- [Recorded information]:
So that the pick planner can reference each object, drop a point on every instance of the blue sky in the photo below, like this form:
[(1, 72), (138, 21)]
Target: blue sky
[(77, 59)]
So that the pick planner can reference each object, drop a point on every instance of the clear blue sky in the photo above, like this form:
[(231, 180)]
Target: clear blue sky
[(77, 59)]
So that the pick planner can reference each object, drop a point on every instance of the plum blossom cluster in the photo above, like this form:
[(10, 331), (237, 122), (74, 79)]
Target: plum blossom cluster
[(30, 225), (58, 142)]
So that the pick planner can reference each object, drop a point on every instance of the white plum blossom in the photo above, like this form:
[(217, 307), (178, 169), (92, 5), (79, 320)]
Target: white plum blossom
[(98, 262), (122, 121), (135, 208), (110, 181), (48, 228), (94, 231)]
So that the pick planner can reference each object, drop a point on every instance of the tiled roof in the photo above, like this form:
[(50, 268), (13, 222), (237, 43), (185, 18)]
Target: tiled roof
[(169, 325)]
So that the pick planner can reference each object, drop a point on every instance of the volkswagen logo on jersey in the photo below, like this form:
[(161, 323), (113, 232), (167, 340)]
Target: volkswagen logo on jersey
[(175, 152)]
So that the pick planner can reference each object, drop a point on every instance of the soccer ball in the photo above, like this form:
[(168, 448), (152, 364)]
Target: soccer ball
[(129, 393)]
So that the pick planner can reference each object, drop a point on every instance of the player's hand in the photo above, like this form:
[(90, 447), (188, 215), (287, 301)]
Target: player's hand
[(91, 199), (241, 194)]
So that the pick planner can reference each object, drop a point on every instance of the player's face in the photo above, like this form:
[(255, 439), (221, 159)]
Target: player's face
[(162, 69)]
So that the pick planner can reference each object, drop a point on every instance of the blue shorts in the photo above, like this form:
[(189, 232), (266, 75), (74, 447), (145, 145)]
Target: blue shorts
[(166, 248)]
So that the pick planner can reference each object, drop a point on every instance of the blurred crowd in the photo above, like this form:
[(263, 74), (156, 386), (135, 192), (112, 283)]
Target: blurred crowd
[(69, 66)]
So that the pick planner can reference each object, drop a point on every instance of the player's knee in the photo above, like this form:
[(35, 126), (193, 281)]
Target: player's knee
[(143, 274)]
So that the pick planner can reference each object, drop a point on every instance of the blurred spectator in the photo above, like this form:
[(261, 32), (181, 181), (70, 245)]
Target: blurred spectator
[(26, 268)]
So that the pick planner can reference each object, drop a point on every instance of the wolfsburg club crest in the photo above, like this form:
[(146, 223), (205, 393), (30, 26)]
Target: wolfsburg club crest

- [Instructions for the task]: Rewrite in full the lines between the one holding "the player's hand" and the one holding "[(91, 199), (241, 194)]", inclusive. Increment every coordinate in the answer lists by 7 and keep all other text and numbers unchanged.

- [Exercise response]:
So that the pick planner can reference each object, drop a point on every instance of the player's hand in the photo above, like this form:
[(90, 447), (188, 215), (287, 301)]
Target: player's hand
[(98, 206), (248, 201)]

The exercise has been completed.